#### What the exercise asks
Starting from the line containing "Annotate every instance of the grass", write out every remaining line exactly, the last one included.

── Data provided ──

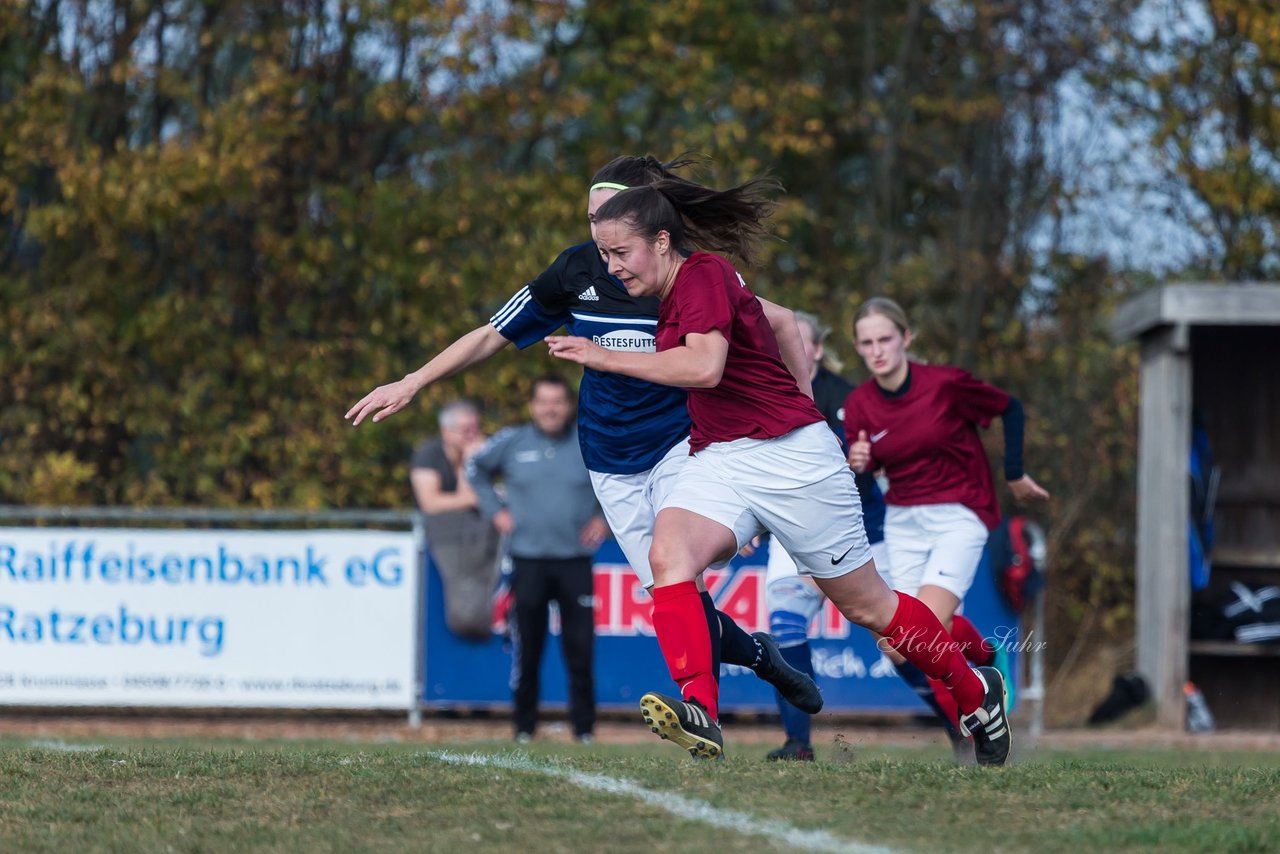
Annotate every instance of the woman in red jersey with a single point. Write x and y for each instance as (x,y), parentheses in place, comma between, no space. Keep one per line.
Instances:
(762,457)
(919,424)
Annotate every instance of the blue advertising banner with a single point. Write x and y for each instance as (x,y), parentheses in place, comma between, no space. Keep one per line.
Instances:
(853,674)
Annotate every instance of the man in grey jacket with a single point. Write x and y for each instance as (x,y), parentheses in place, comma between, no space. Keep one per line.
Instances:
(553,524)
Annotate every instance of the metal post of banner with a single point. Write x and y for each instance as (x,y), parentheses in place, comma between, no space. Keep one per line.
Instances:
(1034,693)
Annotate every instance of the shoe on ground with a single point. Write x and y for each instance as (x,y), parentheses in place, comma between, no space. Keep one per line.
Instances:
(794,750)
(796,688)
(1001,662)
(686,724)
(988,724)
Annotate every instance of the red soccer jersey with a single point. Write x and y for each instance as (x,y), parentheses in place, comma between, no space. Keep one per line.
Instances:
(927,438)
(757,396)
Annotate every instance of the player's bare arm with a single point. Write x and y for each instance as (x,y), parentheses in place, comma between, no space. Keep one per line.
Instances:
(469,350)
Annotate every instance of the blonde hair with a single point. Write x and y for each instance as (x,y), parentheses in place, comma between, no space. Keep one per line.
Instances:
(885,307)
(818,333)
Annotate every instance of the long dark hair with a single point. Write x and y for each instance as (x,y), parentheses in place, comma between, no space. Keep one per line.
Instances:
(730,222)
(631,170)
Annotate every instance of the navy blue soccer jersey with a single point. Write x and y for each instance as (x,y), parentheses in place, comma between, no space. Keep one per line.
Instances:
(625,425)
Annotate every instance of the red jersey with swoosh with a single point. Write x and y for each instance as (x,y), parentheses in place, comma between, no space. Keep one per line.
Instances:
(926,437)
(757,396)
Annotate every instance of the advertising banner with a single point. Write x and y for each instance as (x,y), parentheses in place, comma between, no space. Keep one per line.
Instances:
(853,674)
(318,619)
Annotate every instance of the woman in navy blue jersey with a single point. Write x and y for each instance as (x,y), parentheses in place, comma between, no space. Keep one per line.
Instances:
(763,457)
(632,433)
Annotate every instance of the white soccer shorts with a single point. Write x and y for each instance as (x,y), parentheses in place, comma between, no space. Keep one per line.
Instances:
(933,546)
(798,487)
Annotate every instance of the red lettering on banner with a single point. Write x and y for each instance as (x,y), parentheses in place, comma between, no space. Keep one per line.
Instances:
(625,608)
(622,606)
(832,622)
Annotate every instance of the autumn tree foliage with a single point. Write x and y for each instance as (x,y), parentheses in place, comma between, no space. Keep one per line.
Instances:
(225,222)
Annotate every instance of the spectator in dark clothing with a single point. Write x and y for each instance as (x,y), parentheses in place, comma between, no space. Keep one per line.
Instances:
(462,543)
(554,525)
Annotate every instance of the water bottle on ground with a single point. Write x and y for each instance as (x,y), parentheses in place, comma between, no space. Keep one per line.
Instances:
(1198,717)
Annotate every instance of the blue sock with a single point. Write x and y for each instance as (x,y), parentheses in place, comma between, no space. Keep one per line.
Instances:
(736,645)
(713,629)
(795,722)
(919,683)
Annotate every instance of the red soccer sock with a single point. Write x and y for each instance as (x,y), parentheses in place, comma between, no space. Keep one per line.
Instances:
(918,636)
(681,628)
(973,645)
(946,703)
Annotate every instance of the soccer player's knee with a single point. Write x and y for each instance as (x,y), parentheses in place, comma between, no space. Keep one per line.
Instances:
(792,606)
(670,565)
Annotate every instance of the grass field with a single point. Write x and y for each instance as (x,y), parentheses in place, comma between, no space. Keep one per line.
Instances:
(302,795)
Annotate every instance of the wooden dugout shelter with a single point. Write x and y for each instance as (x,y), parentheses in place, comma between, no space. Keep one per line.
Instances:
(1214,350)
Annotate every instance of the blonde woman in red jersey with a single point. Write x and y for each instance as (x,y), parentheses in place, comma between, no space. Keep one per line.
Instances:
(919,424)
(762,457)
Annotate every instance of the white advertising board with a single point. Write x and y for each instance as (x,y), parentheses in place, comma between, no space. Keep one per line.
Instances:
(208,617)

───

#### Reply
Annotate every instance of the grass field with a single point. Write x and y for each instance as (x,y), parentheses in place, comma between, no space. Keep one per line.
Instances:
(302,795)
Annotate every instance of the wooden dugout shelter with a single point. Write x and y for each instance as (x,y), parentheses in place, comma between, no space. Keep one per line.
Instances:
(1214,350)
Annotate every instance of the blonde woman in red jersey with a single point. Write x and y for each instance as (x,y), parentheses in place, comma between, no space. Keep one per line.
Instances:
(919,424)
(762,457)
Annotate every instance of the white advertising board with a single point. Write x and y for each instance as (x,y), parentheses in place, comma between, no space. Keep one per line.
Instances:
(208,617)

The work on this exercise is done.